Records for the task: Begin

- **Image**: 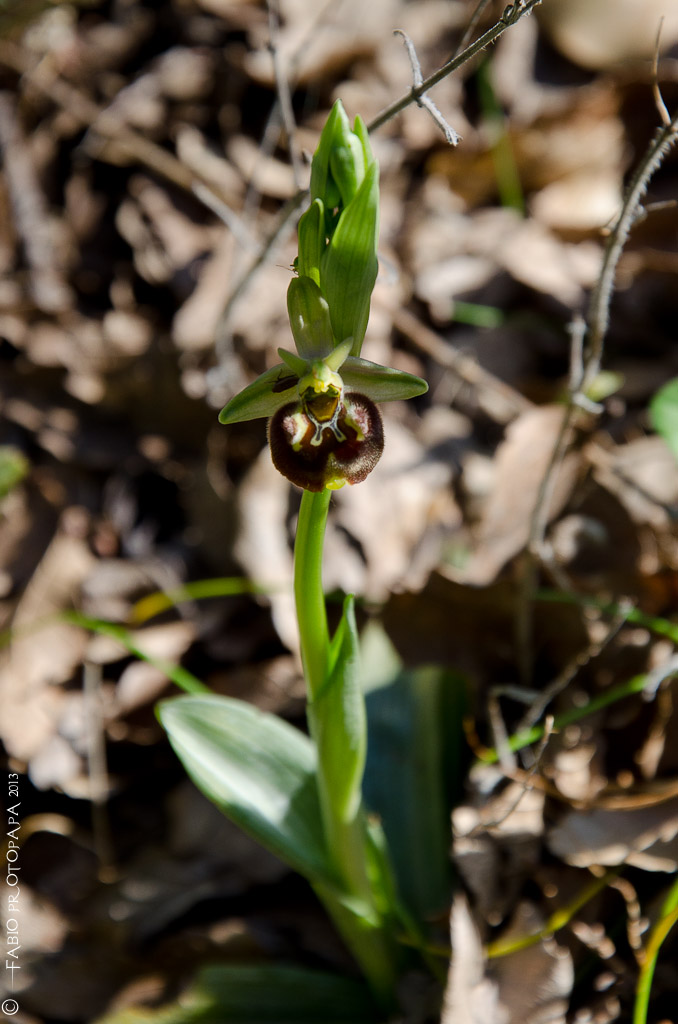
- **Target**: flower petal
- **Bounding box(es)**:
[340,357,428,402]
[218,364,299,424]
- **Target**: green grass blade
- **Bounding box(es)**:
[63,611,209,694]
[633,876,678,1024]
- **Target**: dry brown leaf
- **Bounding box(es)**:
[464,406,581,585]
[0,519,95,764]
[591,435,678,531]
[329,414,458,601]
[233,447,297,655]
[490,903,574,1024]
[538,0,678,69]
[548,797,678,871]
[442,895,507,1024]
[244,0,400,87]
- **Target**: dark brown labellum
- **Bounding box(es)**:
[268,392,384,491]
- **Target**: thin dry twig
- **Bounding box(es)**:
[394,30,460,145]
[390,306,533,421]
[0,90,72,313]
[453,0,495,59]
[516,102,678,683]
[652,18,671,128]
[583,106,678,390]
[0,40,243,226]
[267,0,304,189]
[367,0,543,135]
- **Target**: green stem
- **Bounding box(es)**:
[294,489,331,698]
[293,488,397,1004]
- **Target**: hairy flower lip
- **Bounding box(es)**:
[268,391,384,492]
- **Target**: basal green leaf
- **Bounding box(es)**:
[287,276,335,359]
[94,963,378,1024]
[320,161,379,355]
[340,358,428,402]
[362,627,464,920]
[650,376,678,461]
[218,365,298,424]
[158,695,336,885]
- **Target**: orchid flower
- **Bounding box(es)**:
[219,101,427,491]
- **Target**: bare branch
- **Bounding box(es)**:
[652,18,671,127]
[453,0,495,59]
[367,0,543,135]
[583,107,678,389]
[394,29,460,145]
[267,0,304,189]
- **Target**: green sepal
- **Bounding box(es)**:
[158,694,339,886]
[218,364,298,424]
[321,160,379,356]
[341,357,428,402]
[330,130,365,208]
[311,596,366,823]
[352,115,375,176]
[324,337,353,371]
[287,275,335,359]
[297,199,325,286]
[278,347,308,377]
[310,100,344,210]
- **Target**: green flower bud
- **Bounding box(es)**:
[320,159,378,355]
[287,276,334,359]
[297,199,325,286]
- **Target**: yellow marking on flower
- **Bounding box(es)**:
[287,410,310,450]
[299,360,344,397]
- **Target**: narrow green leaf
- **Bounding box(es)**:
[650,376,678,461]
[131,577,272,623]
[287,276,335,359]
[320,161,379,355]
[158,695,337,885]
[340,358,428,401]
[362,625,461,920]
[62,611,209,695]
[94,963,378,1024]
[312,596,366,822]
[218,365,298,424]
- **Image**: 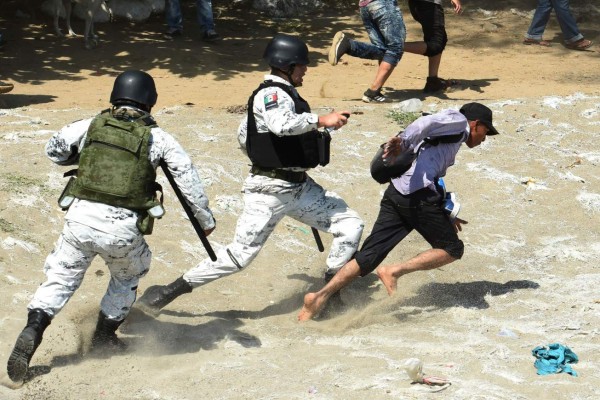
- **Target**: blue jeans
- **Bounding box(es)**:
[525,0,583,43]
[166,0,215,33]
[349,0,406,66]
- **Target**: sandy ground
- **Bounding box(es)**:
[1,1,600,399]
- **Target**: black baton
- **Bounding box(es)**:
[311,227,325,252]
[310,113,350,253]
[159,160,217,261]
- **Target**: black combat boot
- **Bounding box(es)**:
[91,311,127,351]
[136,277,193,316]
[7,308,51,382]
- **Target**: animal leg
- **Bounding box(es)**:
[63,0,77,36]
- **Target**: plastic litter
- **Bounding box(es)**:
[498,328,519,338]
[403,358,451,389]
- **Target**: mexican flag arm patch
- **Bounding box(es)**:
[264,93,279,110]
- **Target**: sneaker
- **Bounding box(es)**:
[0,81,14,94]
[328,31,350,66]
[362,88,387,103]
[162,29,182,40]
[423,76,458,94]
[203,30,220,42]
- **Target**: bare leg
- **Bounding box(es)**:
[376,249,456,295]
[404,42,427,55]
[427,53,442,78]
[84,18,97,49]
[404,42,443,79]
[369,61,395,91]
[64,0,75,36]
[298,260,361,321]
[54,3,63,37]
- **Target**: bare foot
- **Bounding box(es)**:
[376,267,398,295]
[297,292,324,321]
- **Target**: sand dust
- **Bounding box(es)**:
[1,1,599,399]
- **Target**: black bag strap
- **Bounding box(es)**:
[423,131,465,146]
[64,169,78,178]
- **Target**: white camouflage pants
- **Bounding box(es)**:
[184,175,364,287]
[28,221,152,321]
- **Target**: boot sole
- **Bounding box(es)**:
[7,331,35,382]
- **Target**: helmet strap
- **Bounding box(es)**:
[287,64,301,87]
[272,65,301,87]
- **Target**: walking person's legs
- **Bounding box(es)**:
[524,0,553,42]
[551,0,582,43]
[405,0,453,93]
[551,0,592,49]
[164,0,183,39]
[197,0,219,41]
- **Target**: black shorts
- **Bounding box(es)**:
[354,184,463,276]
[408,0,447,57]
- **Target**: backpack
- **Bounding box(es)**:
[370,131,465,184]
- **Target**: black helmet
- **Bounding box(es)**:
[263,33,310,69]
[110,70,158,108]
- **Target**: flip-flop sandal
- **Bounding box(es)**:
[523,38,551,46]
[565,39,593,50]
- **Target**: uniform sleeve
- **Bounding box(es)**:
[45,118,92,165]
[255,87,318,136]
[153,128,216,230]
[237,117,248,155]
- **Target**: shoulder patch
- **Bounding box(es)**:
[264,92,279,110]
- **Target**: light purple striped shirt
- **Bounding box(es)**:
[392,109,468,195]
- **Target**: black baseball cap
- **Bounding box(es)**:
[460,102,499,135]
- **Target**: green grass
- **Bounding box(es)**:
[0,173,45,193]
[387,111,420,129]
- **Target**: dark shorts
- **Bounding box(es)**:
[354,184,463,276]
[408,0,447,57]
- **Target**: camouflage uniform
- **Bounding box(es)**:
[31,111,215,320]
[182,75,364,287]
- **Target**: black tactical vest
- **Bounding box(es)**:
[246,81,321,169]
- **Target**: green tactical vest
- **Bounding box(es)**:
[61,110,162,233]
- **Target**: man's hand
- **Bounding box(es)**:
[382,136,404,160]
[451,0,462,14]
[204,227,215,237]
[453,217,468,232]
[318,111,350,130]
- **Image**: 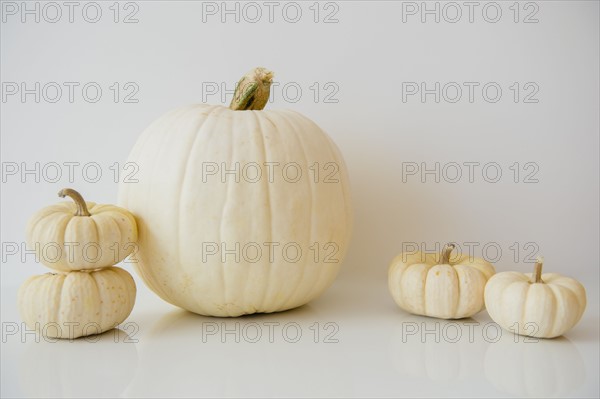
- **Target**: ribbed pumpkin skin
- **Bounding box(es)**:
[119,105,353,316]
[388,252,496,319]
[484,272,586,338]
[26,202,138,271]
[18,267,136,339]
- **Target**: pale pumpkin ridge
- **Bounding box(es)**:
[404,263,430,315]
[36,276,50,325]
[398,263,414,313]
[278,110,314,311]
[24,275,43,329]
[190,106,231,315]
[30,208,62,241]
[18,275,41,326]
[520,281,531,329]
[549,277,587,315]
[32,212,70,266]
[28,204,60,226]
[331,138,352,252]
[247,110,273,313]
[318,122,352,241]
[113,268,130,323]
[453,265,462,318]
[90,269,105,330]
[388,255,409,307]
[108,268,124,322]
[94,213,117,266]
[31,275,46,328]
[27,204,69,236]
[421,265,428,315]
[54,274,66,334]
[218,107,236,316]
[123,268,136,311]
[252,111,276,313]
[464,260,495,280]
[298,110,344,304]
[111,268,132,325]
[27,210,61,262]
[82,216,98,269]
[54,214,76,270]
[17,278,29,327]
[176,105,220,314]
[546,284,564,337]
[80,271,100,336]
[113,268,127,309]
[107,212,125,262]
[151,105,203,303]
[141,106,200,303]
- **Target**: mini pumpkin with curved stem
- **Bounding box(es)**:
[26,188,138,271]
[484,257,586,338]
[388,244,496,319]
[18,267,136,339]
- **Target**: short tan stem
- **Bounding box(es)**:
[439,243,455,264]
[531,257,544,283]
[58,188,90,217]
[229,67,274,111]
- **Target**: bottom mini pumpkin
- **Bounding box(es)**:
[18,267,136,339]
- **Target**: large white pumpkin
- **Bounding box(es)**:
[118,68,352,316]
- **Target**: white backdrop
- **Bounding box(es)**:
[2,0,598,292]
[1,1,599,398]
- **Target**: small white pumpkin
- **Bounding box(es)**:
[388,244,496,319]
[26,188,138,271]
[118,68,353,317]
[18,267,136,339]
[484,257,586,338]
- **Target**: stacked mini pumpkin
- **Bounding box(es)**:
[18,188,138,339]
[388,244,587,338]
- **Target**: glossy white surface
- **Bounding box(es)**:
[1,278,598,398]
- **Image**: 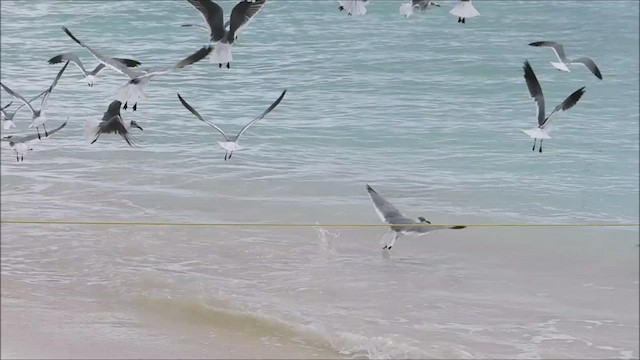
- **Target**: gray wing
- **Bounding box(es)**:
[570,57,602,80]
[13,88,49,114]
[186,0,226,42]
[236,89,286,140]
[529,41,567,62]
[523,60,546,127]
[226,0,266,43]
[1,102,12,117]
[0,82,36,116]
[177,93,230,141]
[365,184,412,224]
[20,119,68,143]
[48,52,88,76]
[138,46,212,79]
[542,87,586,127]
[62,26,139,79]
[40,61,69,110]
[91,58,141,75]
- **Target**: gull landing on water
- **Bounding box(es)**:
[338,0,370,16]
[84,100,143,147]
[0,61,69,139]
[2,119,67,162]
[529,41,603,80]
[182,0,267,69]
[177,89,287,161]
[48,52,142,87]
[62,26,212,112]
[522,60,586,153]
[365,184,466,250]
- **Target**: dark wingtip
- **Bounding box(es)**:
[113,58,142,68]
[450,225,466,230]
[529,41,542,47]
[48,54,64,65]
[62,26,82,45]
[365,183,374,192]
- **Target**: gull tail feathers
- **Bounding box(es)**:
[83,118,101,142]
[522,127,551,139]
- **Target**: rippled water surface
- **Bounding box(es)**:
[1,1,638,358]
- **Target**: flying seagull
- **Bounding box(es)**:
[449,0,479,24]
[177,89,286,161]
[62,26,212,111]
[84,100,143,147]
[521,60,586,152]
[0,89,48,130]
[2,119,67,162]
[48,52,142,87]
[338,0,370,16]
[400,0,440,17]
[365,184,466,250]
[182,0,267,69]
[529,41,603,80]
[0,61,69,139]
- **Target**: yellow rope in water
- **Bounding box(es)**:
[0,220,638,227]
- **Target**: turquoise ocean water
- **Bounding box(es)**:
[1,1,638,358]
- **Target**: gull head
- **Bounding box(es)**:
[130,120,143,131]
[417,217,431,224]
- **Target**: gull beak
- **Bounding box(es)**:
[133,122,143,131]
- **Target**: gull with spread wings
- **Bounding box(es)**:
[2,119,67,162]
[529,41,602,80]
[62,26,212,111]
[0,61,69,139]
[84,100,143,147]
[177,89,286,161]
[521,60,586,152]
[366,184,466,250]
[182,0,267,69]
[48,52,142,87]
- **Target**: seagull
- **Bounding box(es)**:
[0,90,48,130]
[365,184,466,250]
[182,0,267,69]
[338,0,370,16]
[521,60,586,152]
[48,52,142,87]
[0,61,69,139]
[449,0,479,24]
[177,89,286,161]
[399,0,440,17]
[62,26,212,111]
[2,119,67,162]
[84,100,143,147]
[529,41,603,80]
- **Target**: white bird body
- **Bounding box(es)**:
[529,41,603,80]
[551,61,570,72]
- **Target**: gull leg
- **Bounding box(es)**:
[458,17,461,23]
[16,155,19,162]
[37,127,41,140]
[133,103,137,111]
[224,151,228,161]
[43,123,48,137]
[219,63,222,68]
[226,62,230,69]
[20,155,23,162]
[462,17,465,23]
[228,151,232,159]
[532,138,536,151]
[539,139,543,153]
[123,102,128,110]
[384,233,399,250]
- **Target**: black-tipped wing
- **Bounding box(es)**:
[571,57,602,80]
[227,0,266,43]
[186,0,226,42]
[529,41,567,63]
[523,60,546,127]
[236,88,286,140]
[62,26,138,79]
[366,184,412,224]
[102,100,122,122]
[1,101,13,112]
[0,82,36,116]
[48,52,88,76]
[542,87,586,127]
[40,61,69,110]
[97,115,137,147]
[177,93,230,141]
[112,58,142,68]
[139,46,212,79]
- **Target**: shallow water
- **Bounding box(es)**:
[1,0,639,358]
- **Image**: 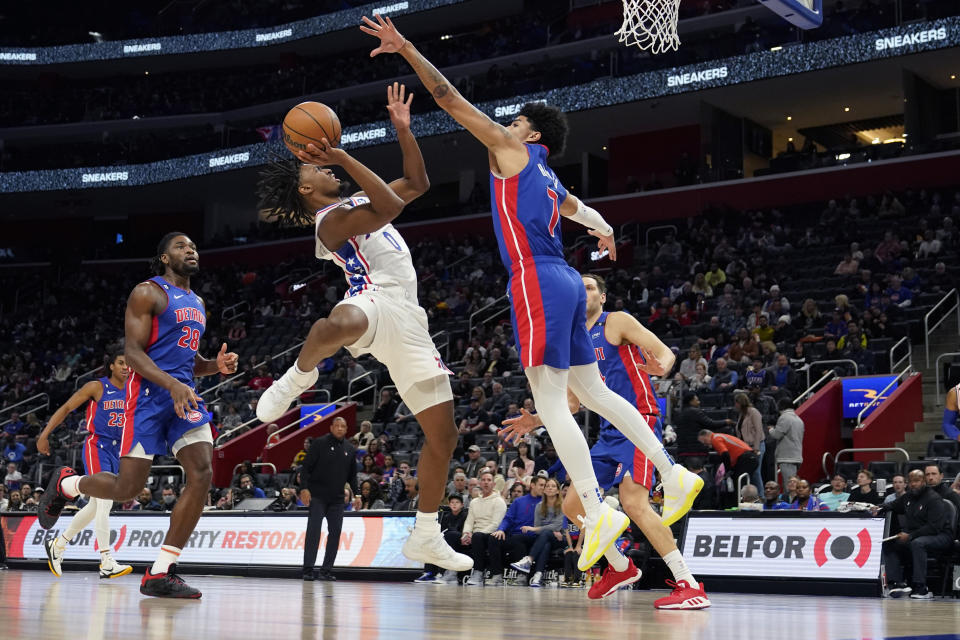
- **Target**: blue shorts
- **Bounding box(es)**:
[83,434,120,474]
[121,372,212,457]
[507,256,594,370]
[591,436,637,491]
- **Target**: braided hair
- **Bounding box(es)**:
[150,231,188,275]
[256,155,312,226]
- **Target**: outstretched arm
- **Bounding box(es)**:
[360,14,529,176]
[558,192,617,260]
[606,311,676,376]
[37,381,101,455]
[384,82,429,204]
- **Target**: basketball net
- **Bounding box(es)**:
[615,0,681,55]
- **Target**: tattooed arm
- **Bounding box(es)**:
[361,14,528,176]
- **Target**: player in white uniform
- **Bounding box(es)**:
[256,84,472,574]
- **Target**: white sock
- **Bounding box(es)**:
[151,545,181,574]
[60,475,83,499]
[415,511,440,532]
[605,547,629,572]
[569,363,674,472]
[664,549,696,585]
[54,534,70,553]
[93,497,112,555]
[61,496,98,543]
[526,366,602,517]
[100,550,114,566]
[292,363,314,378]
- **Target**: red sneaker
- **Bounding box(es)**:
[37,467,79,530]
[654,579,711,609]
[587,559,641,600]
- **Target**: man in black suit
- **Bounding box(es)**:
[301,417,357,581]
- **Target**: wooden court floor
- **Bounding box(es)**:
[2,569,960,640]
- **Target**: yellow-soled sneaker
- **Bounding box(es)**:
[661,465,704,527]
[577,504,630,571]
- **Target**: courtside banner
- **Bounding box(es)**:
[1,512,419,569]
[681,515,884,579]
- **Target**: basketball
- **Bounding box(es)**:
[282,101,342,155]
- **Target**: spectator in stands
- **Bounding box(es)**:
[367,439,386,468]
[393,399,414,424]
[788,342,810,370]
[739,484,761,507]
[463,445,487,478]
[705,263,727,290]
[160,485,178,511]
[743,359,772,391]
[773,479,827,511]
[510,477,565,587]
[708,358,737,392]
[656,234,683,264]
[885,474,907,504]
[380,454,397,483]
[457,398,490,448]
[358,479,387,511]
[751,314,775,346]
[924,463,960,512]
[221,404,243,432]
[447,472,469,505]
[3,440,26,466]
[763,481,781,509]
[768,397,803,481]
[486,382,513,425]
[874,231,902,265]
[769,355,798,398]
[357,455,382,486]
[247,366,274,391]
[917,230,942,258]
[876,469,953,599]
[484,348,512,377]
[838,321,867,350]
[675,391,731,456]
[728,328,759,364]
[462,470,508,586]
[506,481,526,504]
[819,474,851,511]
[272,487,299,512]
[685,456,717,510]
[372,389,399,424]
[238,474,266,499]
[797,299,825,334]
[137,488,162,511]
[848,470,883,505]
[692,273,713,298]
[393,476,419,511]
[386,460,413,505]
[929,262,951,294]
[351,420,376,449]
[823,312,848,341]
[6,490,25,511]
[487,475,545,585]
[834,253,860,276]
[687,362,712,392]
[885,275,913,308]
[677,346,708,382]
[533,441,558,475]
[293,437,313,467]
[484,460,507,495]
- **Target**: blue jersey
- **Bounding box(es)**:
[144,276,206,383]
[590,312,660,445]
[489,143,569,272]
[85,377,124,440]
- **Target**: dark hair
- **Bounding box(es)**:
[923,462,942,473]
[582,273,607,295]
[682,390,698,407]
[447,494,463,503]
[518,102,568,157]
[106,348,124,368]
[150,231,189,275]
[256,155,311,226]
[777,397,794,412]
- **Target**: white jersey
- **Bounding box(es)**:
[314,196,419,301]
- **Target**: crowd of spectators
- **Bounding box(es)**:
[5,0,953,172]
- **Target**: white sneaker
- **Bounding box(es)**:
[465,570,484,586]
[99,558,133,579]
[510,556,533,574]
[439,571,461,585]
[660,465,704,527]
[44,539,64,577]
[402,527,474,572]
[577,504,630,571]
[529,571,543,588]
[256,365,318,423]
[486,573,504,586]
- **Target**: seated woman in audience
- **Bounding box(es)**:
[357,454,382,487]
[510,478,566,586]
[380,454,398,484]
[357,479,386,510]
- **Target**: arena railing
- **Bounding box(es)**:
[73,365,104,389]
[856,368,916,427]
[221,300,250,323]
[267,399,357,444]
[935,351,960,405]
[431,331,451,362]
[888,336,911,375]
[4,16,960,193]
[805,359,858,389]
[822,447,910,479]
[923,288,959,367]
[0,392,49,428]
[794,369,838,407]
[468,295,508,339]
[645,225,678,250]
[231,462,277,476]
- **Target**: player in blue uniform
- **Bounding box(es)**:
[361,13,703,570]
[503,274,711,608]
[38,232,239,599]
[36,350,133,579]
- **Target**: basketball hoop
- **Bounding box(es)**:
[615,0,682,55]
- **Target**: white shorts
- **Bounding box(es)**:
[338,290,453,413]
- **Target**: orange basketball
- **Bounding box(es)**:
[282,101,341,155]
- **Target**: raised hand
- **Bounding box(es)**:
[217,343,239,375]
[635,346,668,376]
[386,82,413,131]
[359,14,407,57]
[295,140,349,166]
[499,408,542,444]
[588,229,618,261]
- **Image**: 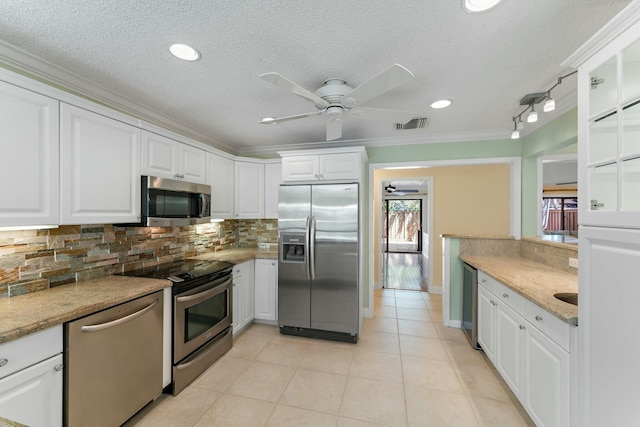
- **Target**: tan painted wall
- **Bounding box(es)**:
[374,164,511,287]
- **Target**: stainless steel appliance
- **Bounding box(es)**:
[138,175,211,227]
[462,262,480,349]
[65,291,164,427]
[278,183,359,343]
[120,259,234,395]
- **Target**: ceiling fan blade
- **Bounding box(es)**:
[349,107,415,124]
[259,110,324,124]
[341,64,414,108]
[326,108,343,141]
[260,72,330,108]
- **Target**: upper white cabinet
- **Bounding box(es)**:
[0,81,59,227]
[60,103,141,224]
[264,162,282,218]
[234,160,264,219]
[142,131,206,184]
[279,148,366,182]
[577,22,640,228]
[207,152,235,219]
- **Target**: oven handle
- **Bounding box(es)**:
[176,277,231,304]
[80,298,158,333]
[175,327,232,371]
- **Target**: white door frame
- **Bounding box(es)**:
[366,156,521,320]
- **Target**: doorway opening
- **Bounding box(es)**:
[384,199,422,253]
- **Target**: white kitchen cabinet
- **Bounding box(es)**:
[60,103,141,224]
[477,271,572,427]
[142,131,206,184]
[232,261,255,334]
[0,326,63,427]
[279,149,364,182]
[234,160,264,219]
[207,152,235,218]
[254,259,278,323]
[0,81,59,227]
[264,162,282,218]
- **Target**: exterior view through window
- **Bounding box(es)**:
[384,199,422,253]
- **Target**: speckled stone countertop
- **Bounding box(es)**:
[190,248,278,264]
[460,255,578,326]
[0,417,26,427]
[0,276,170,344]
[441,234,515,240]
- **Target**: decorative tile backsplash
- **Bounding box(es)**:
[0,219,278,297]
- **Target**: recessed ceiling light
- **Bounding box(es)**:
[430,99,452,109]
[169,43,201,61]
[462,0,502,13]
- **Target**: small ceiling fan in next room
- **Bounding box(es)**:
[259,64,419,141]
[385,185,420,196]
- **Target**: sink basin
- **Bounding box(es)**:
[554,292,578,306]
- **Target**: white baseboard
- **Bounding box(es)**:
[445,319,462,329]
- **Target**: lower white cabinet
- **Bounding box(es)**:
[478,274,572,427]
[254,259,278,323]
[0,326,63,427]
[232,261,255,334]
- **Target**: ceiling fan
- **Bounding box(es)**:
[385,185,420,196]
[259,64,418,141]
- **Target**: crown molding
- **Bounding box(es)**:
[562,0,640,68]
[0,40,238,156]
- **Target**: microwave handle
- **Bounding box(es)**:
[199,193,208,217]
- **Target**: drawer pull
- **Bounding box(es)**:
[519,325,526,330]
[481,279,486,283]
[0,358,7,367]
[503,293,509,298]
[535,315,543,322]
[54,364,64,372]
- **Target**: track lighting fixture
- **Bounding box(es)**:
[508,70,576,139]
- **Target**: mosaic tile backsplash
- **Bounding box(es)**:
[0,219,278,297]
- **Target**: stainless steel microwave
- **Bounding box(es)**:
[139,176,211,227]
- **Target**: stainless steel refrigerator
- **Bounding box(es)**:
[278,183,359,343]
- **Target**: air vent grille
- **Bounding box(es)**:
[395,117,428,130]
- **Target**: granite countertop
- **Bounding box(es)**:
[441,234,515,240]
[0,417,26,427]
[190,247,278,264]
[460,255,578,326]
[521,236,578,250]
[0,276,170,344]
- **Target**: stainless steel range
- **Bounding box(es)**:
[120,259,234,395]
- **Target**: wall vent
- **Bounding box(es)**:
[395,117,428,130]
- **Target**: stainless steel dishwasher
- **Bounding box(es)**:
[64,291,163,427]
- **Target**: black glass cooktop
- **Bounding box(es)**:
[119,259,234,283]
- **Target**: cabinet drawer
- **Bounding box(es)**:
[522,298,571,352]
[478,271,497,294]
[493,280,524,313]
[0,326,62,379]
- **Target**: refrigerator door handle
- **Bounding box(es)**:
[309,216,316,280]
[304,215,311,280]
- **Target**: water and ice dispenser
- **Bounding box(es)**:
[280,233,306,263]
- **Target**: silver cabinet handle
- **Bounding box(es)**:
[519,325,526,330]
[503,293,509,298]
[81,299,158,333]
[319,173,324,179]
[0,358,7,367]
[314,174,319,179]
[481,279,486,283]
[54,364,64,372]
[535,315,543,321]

Records for the task: End

» Problem
Wherever a line in the data above holds "tactical", copy that line.

» Result of this exercise
- **Target**: black tactical vest
- **Target**: green tactical vest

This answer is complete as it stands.